[PROBLEM DESCRIPTION]
In the news report on the Colorado Springs nightclub shooting, what time were authorities called to Club Q?

5 killed at Colo. gay club, police say
‘Heroic people’ help to subdue gunman; dozens left injured
COLORADO SPRINGS, Colo. — A 22-year-old gunman opened fire inside a gay nightclub in Colorado Springs, killing five people and leaving 25 injured before he was subdued by “heroic” patrons and arrested by police who arrived within minutes, authorities said Sunday.
Two firearms, including a “long rifle,” were found at Club Q after the shooting Saturday night, said Police Chief Adrian Vasquez.
On its Facebook page, the club called it a “hate attack.” Investigators were still determining a motive and whether to prosecute it as a hate crime, said El Paso County District Attorney Michael Allen. Charges against the suspect “will likely include first-degree murder,” he said.
Police identified the gunman as Anderson Lee Aldrich, who was in custody and being treated for injuries.
A man with that name was arrested in 2021 after his mother reported he threatened her with a homemade bomb and other weapons, authorities said. They declined to elaborate on that arrest. No explosives were found, authorities said at the time, and The Gazette in Colorado Springs reported that prosecutors did not pursue any charges and that records were sealed.
Authorities were called to Club Q at 11:57 p.m. local time Saturday with a report of a shooting, and the first officer arrived at midnight.
Joshua Thurman said he was in the club with about two dozen other people and was dancing when the shots began. He initially thought it was part of the music, until he heard another shot and saw the flash of a gun muzzle.
Thurman, 34, said he ran with another person to a
dressing room where someone was hiding. They locked the door, turned off the lights and got on the floor but could hear the violence unfolding, including the gunman getting beaten up, he added.
“I could have lost my life — over what? What was the purpose?” he said as tears ran down his cheeks.
The gunman was confronted by “at least two heroic people” who fought and subdued the suspect, Vasquez said.
At least seven of those injured were in critical condition, authorities said.
The shooting rekindled memories of the 2016 massacre at the Pulse gay nightclub in Orlando, Florida, that killed 49 people. Colorado has experienced several mass killings, including at Columbine High School in 1999, a movie theater in suburban Denver in 2012 and at a Boulder supermarket last year.

[RECORDS]
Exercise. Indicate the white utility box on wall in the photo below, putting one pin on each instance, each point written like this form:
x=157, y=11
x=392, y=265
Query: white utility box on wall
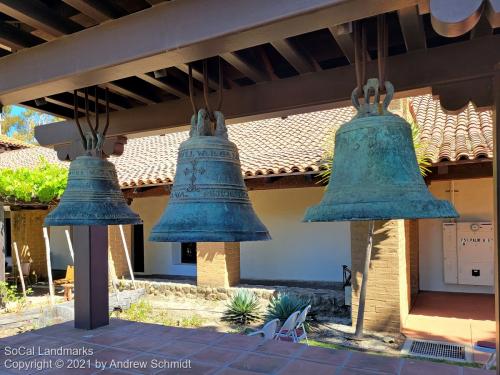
x=468, y=253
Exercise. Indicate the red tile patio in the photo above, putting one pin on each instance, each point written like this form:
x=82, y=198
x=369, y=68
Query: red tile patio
x=463, y=318
x=201, y=351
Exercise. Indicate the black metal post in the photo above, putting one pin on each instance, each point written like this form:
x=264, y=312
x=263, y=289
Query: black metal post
x=2, y=243
x=91, y=276
x=496, y=195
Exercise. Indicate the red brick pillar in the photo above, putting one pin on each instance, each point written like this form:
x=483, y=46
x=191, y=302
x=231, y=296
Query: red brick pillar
x=218, y=264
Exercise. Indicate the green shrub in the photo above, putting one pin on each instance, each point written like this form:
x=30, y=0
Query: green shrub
x=44, y=183
x=283, y=305
x=243, y=308
x=9, y=293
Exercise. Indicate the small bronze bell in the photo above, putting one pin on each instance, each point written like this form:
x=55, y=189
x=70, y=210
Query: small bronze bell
x=375, y=175
x=209, y=200
x=92, y=196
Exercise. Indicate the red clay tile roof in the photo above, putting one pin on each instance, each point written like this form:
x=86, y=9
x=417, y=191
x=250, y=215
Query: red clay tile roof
x=295, y=144
x=9, y=142
x=466, y=136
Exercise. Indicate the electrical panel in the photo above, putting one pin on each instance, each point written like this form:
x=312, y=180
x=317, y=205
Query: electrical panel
x=468, y=253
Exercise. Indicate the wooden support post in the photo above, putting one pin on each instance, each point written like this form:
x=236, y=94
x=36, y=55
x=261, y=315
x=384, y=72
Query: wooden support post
x=49, y=264
x=91, y=276
x=2, y=244
x=127, y=256
x=496, y=194
x=19, y=269
x=70, y=245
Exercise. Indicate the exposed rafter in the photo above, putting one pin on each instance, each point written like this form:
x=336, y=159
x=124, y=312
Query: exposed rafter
x=412, y=28
x=130, y=93
x=101, y=101
x=16, y=38
x=39, y=16
x=344, y=38
x=99, y=10
x=197, y=75
x=244, y=67
x=300, y=63
x=428, y=67
x=162, y=85
x=171, y=39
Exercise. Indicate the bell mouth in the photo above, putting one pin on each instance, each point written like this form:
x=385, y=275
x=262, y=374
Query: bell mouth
x=394, y=210
x=209, y=236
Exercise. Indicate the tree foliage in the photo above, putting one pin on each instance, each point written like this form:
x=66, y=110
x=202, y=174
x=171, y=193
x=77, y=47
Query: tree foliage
x=19, y=123
x=43, y=184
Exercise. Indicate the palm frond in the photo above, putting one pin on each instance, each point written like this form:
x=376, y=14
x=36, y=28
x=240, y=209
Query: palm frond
x=420, y=146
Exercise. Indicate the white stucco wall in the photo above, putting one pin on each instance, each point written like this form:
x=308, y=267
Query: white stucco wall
x=473, y=200
x=60, y=256
x=160, y=258
x=298, y=251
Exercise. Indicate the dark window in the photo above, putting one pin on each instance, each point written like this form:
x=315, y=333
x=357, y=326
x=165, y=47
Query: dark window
x=138, y=248
x=188, y=252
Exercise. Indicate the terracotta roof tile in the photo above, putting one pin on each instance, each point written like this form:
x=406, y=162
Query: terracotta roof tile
x=294, y=144
x=466, y=136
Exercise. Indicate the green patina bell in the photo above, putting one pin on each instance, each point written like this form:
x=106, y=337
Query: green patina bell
x=375, y=175
x=92, y=196
x=209, y=200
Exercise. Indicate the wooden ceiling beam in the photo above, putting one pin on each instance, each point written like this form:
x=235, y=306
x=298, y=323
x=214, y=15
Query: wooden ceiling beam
x=97, y=10
x=16, y=38
x=197, y=75
x=162, y=85
x=300, y=63
x=168, y=38
x=61, y=103
x=101, y=101
x=412, y=28
x=116, y=88
x=323, y=89
x=343, y=35
x=39, y=16
x=244, y=67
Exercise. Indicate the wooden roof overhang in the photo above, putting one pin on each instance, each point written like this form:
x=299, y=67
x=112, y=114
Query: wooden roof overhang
x=279, y=57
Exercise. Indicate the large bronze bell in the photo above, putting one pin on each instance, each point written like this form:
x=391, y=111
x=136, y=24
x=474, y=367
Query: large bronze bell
x=209, y=200
x=92, y=196
x=375, y=175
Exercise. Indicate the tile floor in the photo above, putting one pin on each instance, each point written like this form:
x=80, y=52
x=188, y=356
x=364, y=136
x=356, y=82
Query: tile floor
x=463, y=318
x=191, y=351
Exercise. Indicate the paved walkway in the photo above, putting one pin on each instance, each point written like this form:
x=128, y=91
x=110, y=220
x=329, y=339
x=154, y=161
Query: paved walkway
x=192, y=351
x=463, y=318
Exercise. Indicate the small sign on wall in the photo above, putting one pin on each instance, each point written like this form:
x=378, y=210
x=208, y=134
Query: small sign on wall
x=468, y=253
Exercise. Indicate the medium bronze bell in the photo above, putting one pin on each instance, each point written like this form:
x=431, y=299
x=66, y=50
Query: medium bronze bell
x=92, y=196
x=375, y=174
x=209, y=200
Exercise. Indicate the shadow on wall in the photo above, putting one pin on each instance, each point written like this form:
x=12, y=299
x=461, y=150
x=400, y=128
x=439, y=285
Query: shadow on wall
x=359, y=240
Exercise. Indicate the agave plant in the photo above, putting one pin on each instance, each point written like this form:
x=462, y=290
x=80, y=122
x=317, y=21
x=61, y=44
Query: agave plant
x=243, y=308
x=283, y=305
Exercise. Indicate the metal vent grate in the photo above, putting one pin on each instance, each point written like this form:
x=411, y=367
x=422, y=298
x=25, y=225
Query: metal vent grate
x=435, y=349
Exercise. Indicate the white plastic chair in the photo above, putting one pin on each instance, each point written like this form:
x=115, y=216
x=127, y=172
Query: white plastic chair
x=268, y=331
x=300, y=329
x=287, y=330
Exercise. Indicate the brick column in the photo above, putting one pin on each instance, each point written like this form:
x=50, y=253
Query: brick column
x=387, y=293
x=26, y=231
x=218, y=264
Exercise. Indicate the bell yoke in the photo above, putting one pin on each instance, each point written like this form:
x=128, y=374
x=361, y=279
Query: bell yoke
x=375, y=174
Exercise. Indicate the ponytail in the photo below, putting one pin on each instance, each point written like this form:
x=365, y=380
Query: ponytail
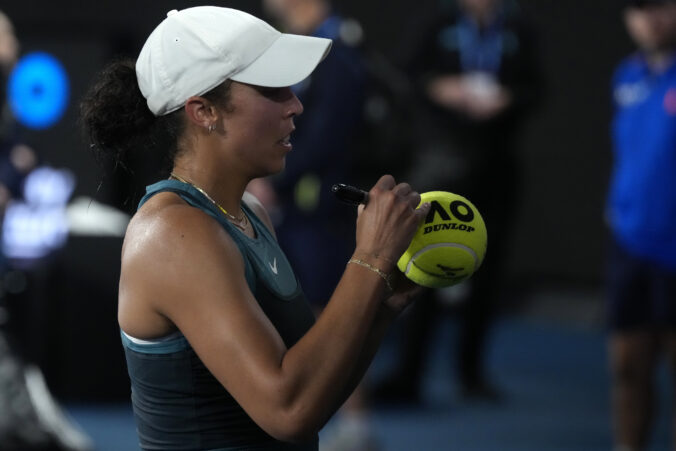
x=116, y=119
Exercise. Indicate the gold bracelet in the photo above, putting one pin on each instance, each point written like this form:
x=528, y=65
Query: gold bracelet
x=385, y=277
x=379, y=257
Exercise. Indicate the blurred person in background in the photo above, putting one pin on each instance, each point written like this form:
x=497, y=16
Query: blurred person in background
x=641, y=213
x=310, y=222
x=477, y=73
x=30, y=418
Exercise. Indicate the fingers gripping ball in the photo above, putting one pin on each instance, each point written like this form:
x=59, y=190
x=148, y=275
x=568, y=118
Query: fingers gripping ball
x=449, y=245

[RESPONSE TO THIS EXERCISE]
11:57 p.m. local time Saturday